Work task:
Among the lines of data below, reproduce only those from the one with "Target: misty haze" through the one with "Target: tall tree", exactly as they stand, both ends included.

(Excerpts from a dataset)

--- START ---

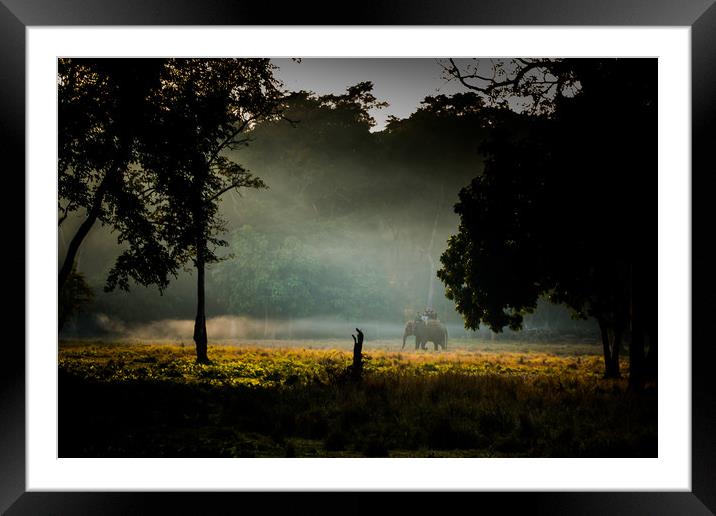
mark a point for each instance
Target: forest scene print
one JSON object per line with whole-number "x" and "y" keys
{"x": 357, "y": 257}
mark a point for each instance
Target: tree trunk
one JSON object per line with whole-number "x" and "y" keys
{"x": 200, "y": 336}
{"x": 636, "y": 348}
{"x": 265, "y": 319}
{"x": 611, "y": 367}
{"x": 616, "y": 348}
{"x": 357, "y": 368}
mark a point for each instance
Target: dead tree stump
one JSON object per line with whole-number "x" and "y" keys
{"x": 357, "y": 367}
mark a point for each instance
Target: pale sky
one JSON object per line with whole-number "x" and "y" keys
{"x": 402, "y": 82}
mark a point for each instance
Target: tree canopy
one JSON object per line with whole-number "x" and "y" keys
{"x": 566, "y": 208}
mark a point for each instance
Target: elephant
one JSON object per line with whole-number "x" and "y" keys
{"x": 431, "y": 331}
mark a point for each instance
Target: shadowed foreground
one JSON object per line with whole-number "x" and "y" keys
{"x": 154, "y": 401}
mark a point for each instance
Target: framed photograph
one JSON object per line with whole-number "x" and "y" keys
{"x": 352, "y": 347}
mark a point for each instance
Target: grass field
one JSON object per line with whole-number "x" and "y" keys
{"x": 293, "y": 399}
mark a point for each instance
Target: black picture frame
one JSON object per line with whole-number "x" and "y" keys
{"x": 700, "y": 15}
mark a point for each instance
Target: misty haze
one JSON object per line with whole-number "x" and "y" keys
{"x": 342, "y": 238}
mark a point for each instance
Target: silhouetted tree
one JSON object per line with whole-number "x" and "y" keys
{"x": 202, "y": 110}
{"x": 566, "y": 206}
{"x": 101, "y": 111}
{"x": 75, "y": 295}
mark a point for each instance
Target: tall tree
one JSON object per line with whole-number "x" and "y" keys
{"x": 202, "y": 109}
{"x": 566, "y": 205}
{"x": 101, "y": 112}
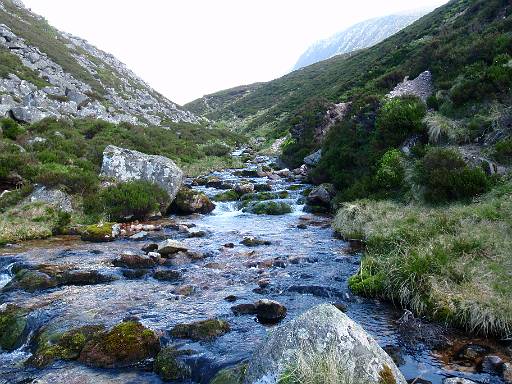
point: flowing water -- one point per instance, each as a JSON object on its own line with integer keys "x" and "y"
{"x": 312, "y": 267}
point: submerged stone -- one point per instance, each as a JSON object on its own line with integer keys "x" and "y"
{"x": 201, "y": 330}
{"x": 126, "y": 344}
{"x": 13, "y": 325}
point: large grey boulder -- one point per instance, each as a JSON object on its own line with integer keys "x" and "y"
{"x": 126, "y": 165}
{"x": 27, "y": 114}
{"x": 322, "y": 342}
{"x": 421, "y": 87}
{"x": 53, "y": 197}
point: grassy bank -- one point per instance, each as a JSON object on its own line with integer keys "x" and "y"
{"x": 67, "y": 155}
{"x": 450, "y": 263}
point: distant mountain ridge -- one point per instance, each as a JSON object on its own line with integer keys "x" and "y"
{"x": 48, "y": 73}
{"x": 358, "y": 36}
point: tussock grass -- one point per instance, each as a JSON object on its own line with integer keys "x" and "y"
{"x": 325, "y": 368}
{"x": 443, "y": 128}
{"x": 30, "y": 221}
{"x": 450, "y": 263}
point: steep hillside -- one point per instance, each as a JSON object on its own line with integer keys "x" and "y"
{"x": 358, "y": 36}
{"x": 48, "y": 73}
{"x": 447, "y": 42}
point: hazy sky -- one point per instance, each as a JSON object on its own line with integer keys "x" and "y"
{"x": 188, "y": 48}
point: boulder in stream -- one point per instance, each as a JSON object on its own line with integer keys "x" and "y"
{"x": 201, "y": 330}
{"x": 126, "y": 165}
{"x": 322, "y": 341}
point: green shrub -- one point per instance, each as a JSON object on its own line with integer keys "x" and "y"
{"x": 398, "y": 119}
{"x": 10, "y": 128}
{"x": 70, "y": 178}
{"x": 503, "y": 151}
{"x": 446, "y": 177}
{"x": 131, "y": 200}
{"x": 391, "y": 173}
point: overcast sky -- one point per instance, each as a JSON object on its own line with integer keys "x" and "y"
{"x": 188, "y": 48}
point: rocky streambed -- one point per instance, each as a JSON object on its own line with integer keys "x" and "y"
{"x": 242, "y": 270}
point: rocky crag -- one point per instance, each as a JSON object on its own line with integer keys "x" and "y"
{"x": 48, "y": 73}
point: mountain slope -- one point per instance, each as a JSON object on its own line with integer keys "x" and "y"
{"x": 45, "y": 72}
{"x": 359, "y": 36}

--- END ---
--- START ---

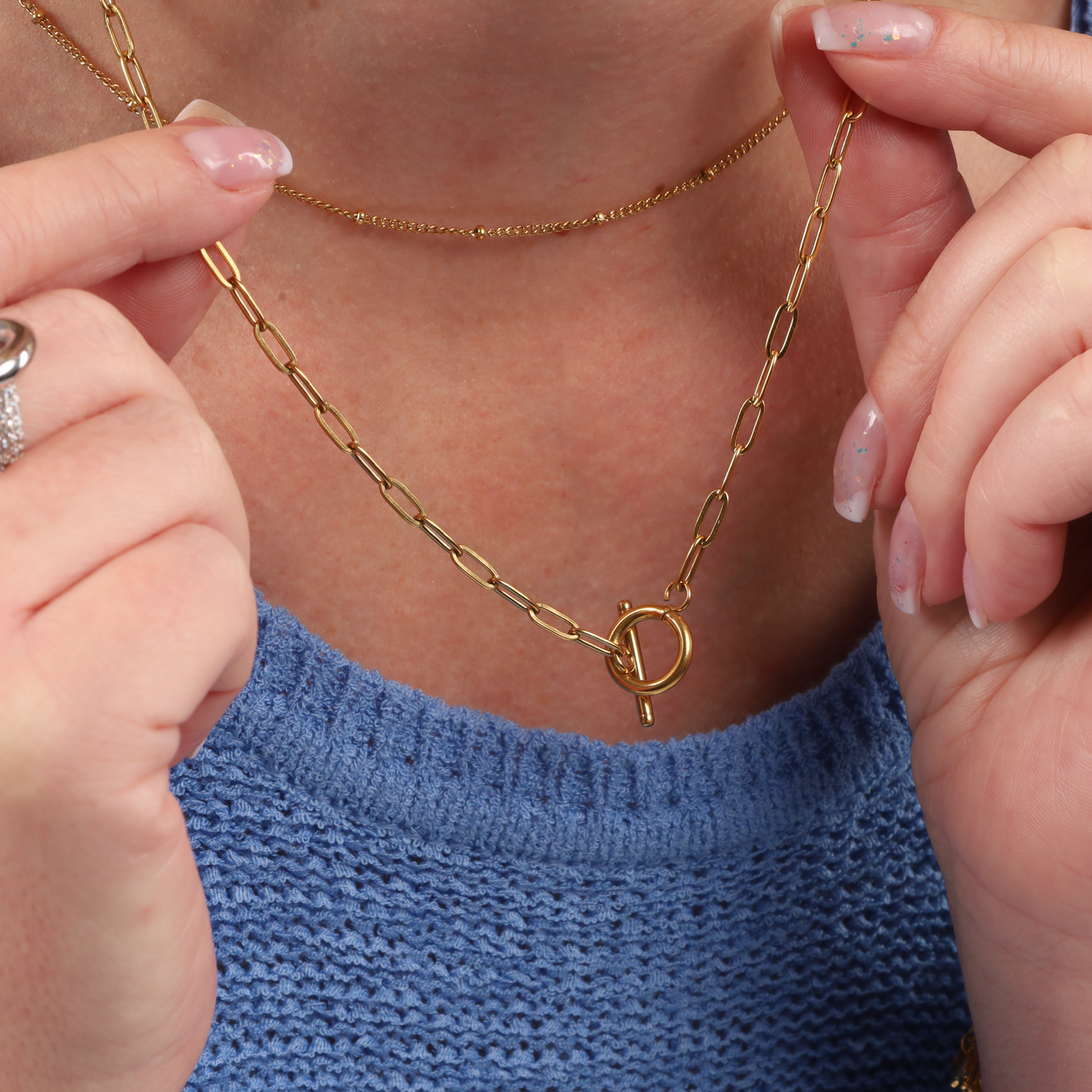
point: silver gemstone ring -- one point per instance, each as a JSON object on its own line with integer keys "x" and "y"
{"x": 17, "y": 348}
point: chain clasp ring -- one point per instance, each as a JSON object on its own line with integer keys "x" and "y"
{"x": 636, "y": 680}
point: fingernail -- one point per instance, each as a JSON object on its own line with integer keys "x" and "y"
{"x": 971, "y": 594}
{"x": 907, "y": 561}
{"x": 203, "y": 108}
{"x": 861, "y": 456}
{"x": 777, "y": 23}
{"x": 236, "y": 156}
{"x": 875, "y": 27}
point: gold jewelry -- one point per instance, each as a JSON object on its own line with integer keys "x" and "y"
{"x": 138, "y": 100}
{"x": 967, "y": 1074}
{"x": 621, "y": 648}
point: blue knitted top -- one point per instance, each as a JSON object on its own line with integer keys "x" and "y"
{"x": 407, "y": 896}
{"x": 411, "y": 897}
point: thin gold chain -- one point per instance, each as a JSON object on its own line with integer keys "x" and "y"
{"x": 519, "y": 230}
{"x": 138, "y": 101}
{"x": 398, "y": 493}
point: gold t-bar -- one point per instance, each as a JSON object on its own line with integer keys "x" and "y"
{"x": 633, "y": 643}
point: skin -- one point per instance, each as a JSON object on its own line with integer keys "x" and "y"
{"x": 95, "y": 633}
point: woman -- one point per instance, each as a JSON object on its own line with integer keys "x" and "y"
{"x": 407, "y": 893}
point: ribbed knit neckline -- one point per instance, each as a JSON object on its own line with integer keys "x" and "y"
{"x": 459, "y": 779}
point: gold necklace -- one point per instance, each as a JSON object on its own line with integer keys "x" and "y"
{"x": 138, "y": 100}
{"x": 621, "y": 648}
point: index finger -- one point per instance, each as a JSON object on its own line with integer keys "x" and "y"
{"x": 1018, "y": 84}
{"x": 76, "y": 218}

--- END ---

Task solution:
Target: misty haze
one JSON object per line with whole-number "x" and "y" keys
{"x": 342, "y": 238}
mark a point for each instance
Target: silhouetted tree
one JSON object per line with whole-number "x" and "y" keys
{"x": 202, "y": 110}
{"x": 566, "y": 206}
{"x": 101, "y": 111}
{"x": 75, "y": 295}
mark a point for each instance
Target: tall tree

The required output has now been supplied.